§ Petite consigne 1:
Résume le texte sur la pièce en deux phrases.
§ Petite consigne 2:
Donne la suite du texte sur la pièce, après sa dernière phrase.

§ Texte:
══════

Une joute brillante incarnée par des acteurs d’exception
Ultime menace apte à briser le huis clos rassurant de la représentation, la pièce ne commence que lorsque la lumière rouge du “on air” s’allume, sans que l’on sache si ce signal d’un broadcast sur les ondes inclut soudain des milliers d’oreilles invisibles à partager ce qui va se dire ici.
Il s’agit d’une interview. Un critique consacre son émission à la monographie d’un peintre célèbre, se réclamant de l’art figuratif quand tout le monde fait dans le conceptuel. Hervé Pierre est le questionneur, Denis Podalydès l’invité. Sur le thème d’une glose sur l’art, leurs savoureux échanges forment une joute brillante incarnée par des acteurs d’exception. On est déjà aux anges.

══════

[Entrées tirées d'une collection]
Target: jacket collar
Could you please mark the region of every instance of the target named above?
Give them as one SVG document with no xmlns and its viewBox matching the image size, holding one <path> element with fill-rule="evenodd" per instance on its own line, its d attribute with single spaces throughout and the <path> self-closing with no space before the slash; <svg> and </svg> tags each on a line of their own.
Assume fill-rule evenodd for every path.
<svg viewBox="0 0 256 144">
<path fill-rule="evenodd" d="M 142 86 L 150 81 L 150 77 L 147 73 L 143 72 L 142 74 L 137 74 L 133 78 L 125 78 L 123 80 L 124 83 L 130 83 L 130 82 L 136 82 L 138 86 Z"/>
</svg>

══════

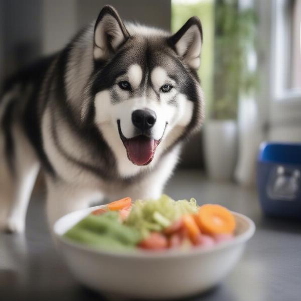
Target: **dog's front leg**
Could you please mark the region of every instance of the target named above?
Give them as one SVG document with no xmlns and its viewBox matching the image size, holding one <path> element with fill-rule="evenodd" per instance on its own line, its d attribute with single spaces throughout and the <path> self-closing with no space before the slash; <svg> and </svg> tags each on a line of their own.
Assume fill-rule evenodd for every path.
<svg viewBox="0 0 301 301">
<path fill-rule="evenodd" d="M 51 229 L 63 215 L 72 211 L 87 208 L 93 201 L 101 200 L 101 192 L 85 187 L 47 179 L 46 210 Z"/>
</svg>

══════

§ Résultat 1:
La pièce ne commence que lorsque s'allume la lumière rouge du « on air ». Elle prend la forme d'une interview où un critique, joué par Hervé Pierre, consacre son émission à la monographie d'un peintre célèbre attaché à l'art figuratif, joué par Denis Podalydès, et leurs savoureux échanges forment une joute brillante.

§ Résultat 2:
La confrontation du peintre avec l’enfant de 14 ans qu’il fut
Mais Pascal Rambert va plus loin en transformant le dialogue en un cérémonial spirite où s’incarnent bientôt les figures qui ont compté dans la vie de l’artiste. Le coup de théâtre invite son lot de monstres dans une sarabande dévastatrice.
Côté femmes, Cécile Brune s’avère stupéfiante en mère fellinienne forcément abusive, tout comme Jennifer Decker en muse adolescente indétrônable et glacée. Côté hommes, Alexandre Pavloff est le frère honni qui s’est tourné vers Dieu, tandis que Pierre Louis-Calixte incarne en diable carnavalesque l’ami d’enfance devenu l’agent de l’artiste. Sans oublier la confrontation du peintre avec l’enfant de 14 ans qu’il fut, où Pascal Rambert s’amuse d’une incarnation en alternance par des gamins des deux sexes.
Nous voici au cœur du plus baroque des théâtres. Le jaillissement d’une intarissable source de fantasmes relayée avec brio par l’interprétation éblouissante de chacun des membres de la troupe. En ce royaume, Rambert est au sommet.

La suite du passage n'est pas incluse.